**WRITTEN REQUEST:** Find every line below that contains the word "wheel", matching case exactly, and copy each of those lines in full.

**TASK MATERIAL:**
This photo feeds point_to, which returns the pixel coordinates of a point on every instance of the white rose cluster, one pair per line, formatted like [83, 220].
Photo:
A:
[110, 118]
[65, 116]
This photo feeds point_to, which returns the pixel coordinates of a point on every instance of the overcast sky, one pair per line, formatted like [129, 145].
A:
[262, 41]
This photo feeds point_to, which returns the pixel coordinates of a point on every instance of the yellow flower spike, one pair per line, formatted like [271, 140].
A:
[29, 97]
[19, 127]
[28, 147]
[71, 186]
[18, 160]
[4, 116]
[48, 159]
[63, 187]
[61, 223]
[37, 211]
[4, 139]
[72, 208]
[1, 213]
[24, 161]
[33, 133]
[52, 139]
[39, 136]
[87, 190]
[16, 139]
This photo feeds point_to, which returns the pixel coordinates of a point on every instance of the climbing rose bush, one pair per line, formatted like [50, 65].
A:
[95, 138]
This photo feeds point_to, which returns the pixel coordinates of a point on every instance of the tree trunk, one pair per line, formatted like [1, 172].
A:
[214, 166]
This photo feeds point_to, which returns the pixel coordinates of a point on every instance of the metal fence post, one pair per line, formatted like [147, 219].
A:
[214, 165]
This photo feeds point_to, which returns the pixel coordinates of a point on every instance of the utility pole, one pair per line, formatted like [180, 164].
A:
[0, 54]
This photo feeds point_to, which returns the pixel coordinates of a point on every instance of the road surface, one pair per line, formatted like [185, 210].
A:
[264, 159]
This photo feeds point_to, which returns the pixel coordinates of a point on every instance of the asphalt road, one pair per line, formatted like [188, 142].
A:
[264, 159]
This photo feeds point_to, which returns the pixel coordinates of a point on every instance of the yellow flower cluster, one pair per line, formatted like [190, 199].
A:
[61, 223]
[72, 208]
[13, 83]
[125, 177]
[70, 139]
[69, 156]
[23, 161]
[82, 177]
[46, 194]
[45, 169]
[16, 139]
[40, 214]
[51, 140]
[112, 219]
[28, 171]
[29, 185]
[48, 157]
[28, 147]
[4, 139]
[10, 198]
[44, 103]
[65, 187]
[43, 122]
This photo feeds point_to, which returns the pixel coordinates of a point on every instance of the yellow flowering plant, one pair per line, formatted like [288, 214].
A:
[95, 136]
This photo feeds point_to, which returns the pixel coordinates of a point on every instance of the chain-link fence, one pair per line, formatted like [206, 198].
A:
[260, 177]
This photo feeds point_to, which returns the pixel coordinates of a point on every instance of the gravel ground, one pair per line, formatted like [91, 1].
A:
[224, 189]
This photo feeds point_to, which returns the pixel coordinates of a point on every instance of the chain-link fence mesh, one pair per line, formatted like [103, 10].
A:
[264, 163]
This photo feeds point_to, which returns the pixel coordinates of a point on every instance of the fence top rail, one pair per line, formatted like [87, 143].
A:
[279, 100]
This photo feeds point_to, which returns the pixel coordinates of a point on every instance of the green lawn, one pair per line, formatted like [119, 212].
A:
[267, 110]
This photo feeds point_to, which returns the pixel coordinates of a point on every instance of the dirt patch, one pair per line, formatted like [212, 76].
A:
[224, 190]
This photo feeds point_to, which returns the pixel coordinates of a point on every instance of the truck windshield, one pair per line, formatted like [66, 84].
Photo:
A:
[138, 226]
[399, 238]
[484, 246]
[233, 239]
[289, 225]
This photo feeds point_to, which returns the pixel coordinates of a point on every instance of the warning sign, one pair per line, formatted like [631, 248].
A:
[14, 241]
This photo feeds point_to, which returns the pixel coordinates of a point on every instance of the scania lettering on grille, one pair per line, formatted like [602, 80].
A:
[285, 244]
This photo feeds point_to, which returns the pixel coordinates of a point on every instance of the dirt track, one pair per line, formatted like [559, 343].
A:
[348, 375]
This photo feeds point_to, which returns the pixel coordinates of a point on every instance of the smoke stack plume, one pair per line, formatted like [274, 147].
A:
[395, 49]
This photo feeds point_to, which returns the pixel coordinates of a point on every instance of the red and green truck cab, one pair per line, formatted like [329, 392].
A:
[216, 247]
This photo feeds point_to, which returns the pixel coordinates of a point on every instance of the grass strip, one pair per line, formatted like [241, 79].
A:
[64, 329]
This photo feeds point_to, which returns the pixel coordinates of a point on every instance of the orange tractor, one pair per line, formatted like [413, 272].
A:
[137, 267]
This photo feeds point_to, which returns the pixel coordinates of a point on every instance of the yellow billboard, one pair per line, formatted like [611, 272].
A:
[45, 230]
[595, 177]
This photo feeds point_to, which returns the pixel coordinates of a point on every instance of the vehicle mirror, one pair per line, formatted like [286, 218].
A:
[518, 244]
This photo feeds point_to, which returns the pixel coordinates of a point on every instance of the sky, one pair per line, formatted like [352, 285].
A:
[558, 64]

* * *

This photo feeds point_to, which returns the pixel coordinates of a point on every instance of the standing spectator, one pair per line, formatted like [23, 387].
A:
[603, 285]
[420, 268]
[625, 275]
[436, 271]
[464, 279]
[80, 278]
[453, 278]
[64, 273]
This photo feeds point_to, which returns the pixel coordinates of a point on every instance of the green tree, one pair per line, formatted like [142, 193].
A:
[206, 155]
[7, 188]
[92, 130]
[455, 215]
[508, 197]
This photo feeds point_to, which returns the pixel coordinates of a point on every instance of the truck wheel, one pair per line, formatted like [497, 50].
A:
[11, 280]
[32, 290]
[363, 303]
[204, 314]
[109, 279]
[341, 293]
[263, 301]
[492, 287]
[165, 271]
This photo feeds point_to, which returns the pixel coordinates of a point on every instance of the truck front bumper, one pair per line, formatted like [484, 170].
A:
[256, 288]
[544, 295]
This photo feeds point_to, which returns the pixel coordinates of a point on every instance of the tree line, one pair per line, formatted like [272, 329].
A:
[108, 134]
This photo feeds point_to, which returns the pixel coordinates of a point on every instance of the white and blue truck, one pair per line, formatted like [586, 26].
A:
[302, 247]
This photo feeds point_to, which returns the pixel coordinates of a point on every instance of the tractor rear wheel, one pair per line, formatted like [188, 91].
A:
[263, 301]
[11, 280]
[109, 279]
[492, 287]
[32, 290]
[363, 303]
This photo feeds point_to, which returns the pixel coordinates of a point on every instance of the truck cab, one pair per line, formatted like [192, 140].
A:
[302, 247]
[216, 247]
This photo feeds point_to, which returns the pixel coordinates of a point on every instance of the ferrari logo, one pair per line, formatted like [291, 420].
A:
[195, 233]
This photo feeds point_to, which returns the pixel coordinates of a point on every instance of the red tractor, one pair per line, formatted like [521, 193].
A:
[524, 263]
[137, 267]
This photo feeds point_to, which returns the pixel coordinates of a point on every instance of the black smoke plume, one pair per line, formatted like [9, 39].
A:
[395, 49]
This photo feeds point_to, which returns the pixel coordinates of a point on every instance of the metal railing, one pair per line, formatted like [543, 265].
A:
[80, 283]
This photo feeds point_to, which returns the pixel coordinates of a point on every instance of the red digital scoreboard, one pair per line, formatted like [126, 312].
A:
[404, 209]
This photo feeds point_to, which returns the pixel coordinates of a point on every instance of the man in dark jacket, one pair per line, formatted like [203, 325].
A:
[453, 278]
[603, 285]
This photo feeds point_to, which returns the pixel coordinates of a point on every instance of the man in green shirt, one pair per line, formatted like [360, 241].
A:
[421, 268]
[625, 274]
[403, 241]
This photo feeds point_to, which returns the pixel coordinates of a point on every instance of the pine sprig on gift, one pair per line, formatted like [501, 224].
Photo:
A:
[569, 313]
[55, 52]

**FINISHED EXERCISE:**
This photo feeds point_to, which returns the pixel coordinates of a point on every instance of the truck wheel, one pair per line, formatted like [497, 50].
This photo feeds point_to, which returns the pixel coordinates of a point on every instance of the tractor rear wheel, one pair per line, formatted like [188, 91].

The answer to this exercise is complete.